_What this task involves_
Work through the material below and count the lines holding the word "building"; give that count and nothing more.

##########

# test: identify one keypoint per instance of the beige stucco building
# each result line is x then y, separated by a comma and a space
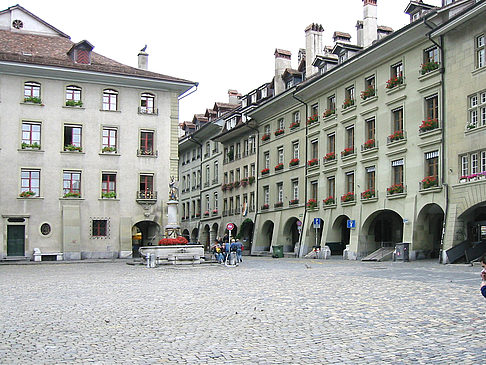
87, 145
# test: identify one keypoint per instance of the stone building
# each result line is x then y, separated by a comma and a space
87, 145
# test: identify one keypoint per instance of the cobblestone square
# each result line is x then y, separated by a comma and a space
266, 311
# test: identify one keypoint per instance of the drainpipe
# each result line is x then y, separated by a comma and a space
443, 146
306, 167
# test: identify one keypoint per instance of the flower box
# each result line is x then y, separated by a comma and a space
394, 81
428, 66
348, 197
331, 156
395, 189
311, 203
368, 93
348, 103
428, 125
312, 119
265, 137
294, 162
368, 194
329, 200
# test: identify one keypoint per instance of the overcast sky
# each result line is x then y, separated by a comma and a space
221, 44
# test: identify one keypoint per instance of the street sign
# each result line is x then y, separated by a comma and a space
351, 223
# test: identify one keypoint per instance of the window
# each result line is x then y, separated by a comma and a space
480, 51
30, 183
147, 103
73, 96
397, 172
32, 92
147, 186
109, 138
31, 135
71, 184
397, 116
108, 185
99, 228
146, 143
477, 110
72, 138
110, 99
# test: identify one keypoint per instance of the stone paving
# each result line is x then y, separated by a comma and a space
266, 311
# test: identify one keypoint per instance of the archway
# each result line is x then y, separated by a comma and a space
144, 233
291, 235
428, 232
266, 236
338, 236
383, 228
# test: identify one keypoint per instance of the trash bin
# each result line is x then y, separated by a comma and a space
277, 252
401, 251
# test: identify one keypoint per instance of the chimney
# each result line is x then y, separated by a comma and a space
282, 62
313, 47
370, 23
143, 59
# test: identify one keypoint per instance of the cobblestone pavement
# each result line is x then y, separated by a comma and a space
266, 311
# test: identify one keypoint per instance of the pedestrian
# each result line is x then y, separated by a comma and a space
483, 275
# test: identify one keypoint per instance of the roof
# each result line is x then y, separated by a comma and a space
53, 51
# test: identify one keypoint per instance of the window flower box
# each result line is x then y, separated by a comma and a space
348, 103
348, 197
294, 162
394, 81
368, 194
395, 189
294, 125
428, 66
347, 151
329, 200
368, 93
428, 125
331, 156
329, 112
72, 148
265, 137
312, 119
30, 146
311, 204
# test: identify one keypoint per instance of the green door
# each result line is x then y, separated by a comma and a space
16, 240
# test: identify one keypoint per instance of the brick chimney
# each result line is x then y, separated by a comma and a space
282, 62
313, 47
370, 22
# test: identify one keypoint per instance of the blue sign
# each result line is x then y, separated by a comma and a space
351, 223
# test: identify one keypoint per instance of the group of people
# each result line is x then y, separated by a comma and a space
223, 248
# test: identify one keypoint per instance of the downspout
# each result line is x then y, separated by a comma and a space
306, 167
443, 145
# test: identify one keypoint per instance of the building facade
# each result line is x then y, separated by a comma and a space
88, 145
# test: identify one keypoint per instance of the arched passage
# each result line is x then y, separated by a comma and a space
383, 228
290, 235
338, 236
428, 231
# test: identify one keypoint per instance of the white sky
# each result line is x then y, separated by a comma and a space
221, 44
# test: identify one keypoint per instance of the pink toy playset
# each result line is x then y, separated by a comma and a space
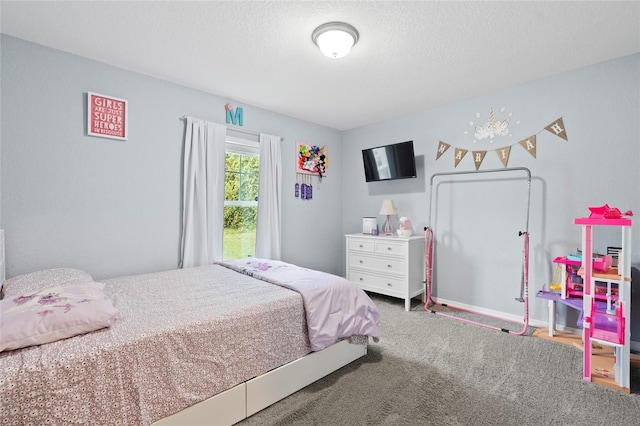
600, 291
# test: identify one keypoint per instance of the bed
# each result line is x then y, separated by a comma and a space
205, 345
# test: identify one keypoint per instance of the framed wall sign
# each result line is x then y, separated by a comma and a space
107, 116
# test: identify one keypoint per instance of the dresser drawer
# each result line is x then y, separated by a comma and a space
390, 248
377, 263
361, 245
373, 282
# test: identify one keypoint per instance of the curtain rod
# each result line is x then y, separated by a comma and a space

##########

_Response box_
3